| Text passage |
NVMe, or Non-Volatile Memory Express, is a modern access and storage protocol for flash-based solid-state storage. Designed for low overhead, latency, and response times, it aims for the highest achievable throughput. With NVMe over TCP, NVMe has its own successor to the familiar iSCSI.
While commonly found in home computers and laptops (M.2 factor), it is designed from the ground up for all types of commodity and enterprise workloads. It guarantees fast load times and response times, even in demanding application scenarios.
The main intention in developing the NVMe storage protocol was to transfer data through the PCIe (PCI Express) bus. Since the low-overhead protocol, more use cases have been found through NVMe specification extensions managed by the NVM Express group. Those extensions include additional transport layers, such as Fibre Channel, Infiniband, and TCP (collectively known as NVMe-oF or NVMe over Fabrics).
How does NVMe Work?
Traditionally, computers used SATA or SAS (and before that, ATA, IDE, SCSI, …) as their main protocols for data transfers from the disk to the rest of the system. Those protocols were all developed when spinning disks were the prevalent type of high-capacity storage media.
NVMe, on the other hand, was developed as a standard protocol to communicate with modern solid-state drives (SSDs). Unlike traditional protocols, NVMe fully takes advantage of SSDs’ capabilities. It also provides support for much lower latency due to the missing repositioning of read-write heads and rotating spindles.
The main reason for developing the NVMe protocol was that SSDs were starting to experience throughput limitations due to the traditional protocols SAS and SATA.
Anyhow, NVMe communicates through a high-speed Peripheral Component Interconnect Express bus (better known as PCIe). The logic for NVMe resides inside the controller chip on the storage adapter board, which is physically located inside the NVMe-capable device. This board is often co-located with controllers for other features, such as wear leveling. When accessing or writing data, the NVMe controller talks directly to the CPU through the PCIe bus.
The NVMe standard defines registers (basically special memory locations) to control the protocol, a command set of possible operations to be executed, and additional features to improve performance for specific operations.
What are the Benefits of NVMe Storage?
Compared to traditional storage protocols, NVMe has much lower overhead and is better optimized for high-speed and low-latency data access.
Additionally, the PCI Express bus can transfer data faster than SATA or SAS links. That means that NVMe-based SSDs provide a latency of a few microseconds over the 40-100ms for SATA-based ones.
Furthermore, NVMe storage comes in many different packages, depending on the use case. That said, many people know the M.2 form factor for home use, however it is limited in bandwidth due to the much fewer available PCIe lanes on consumer-grade CPUs. Enterprise NVMe form factors, such as U.2, provide more and higher capacity uplinks. These enterprise types are specifically designed to sustain high throughput for ambiguous data center workloads, such as high-load databases or ML / AI applications.

| Data records |
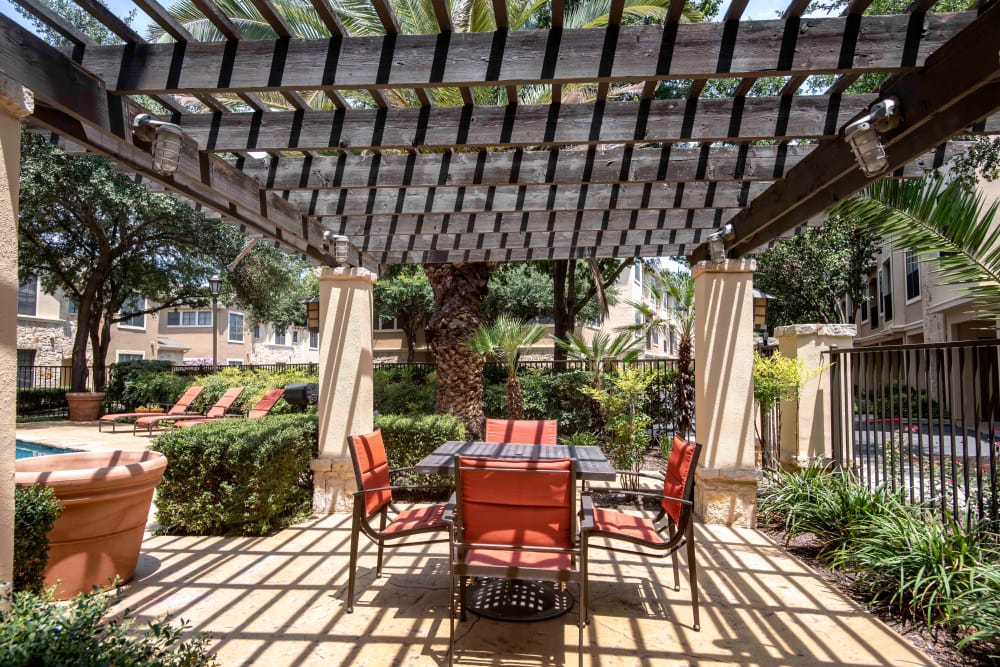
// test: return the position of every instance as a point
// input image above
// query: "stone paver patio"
(279, 600)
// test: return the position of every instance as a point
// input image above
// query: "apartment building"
(907, 305)
(46, 326)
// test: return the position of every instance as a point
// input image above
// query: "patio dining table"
(518, 599)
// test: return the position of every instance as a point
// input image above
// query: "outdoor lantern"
(166, 138)
(863, 136)
(312, 314)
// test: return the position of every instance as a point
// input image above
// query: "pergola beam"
(670, 164)
(958, 87)
(830, 45)
(701, 120)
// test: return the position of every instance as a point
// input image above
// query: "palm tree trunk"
(459, 290)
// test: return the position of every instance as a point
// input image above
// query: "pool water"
(25, 450)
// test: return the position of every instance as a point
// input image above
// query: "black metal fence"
(923, 420)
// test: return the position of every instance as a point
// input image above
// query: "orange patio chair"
(261, 408)
(523, 431)
(672, 528)
(217, 411)
(178, 408)
(516, 520)
(374, 497)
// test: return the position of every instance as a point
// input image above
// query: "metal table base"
(517, 599)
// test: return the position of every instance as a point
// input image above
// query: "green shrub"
(236, 476)
(121, 373)
(409, 438)
(405, 389)
(36, 509)
(37, 631)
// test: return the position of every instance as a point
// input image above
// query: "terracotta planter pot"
(106, 498)
(84, 405)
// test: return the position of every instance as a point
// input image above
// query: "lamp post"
(215, 287)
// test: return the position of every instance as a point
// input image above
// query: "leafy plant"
(626, 425)
(36, 509)
(236, 476)
(35, 630)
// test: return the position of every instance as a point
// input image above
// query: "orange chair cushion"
(532, 559)
(619, 524)
(517, 505)
(416, 519)
(372, 468)
(523, 431)
(675, 479)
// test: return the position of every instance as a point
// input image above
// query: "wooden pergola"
(598, 173)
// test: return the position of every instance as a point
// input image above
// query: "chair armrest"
(586, 514)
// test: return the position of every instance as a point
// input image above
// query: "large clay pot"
(84, 406)
(106, 498)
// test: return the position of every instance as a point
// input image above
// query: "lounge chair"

| Jobs |
A - Repeat the NVMe passage word for word from "The NVMe standard" up to and including "for specific operations.".
B - According to the NVMe passage, which bus does the NVMe controller use to communicate directly with the CPU?
Please rely only on the NVMe passage.

| In response |
A -
The NVMe standard defines registers (basically special memory locations) to control the protocol, a command set of possible operations to be executed, and additional features to improve performance for specific operations.

B - The PCIe (PCI Express) bus.